Stored data entries:
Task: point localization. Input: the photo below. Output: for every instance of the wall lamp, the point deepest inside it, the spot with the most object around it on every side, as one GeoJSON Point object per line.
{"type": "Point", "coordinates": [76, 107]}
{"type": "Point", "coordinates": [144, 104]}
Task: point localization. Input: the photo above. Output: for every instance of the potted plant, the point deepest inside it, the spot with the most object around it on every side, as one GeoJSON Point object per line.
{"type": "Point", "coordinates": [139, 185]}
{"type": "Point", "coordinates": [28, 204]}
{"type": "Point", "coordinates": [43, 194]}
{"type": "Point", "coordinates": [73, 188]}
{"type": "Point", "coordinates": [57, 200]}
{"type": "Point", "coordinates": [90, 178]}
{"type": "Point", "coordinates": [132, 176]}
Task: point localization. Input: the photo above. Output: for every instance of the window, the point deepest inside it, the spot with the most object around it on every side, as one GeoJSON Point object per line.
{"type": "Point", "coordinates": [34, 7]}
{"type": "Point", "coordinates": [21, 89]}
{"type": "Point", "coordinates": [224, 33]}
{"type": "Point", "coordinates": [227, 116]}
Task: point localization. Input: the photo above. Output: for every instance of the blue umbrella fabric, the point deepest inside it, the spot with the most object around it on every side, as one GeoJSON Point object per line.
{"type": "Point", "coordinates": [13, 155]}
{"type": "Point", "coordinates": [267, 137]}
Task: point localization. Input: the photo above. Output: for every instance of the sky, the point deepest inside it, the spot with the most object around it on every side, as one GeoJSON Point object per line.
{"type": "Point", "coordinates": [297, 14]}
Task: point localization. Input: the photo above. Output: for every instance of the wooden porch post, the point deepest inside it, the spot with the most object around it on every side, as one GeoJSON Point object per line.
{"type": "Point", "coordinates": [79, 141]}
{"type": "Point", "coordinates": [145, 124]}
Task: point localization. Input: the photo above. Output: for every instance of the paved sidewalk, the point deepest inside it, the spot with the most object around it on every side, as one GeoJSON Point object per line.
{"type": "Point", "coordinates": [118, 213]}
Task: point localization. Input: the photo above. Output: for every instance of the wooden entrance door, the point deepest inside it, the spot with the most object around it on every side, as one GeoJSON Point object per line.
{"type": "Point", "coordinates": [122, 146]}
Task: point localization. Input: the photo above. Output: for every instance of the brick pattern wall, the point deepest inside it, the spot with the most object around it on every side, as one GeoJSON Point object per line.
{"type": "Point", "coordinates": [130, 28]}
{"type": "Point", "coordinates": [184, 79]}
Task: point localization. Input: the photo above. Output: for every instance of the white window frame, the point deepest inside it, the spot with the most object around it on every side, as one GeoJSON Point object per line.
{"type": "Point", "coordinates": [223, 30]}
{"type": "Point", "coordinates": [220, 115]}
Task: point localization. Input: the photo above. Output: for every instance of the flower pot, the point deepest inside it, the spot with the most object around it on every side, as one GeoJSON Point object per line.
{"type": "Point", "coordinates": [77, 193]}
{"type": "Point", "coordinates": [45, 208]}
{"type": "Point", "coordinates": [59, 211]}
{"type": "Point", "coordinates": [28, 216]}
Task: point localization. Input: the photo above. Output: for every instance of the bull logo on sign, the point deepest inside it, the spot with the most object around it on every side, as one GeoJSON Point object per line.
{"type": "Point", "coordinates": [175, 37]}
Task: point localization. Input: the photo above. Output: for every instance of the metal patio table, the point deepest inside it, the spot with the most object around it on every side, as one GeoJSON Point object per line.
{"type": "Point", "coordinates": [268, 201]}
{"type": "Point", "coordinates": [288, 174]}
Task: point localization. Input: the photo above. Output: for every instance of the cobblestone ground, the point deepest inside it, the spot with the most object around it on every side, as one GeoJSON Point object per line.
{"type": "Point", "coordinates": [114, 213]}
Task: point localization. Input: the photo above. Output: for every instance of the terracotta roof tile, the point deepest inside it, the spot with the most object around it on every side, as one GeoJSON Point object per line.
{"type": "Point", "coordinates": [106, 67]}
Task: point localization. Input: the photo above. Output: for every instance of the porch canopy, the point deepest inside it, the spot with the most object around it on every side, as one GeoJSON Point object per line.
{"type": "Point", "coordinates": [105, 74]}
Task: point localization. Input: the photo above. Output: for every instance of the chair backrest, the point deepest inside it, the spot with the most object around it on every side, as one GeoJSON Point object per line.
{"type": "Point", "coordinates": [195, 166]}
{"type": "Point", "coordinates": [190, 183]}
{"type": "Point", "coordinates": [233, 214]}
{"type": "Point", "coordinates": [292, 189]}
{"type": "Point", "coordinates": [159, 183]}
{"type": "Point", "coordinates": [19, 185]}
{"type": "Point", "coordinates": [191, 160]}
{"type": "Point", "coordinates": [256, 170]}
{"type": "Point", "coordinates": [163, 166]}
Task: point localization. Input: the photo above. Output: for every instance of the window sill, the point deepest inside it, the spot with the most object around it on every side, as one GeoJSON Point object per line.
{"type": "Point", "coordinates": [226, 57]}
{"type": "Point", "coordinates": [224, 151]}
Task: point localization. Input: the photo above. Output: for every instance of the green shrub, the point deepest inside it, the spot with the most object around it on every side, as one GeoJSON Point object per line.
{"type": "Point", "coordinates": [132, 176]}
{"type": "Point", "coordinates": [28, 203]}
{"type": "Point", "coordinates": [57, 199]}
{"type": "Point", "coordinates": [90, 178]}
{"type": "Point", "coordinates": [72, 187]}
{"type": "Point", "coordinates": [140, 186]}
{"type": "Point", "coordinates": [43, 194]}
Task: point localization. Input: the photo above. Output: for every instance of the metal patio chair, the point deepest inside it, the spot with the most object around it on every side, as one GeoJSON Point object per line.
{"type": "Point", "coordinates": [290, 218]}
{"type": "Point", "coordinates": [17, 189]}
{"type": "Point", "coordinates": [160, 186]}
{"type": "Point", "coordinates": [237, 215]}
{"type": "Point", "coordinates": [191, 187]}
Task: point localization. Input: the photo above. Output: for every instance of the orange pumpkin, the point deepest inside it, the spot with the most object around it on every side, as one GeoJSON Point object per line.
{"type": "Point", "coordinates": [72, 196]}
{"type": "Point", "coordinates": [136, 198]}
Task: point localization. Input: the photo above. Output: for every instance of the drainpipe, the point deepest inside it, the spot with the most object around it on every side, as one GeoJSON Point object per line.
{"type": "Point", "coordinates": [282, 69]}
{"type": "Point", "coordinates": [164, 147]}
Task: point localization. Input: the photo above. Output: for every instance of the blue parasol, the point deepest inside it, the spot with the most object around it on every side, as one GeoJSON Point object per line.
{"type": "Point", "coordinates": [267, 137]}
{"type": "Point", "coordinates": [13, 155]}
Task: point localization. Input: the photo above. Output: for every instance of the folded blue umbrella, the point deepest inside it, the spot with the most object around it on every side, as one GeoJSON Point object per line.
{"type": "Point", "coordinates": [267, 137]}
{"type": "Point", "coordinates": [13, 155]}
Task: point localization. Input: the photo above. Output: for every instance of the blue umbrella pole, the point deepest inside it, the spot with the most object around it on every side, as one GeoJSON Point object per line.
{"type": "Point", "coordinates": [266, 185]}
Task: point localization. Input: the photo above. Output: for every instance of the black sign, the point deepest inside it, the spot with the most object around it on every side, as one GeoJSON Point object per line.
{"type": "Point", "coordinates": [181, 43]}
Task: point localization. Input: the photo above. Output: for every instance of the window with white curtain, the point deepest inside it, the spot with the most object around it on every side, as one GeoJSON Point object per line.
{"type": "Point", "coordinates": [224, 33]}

ACTION ITEM:
Please restate, exactly as written, the line that holds "the window with" and all remaining lines of the data above, and only those.

EXERCISE OUTPUT:
Task: point localization. Input: the photo above. Output: for every instance of the window with white curtain, the point deepest inside it, the spot with the most object around it on every side, as one GeoJSON Point object per line.
{"type": "Point", "coordinates": [224, 33]}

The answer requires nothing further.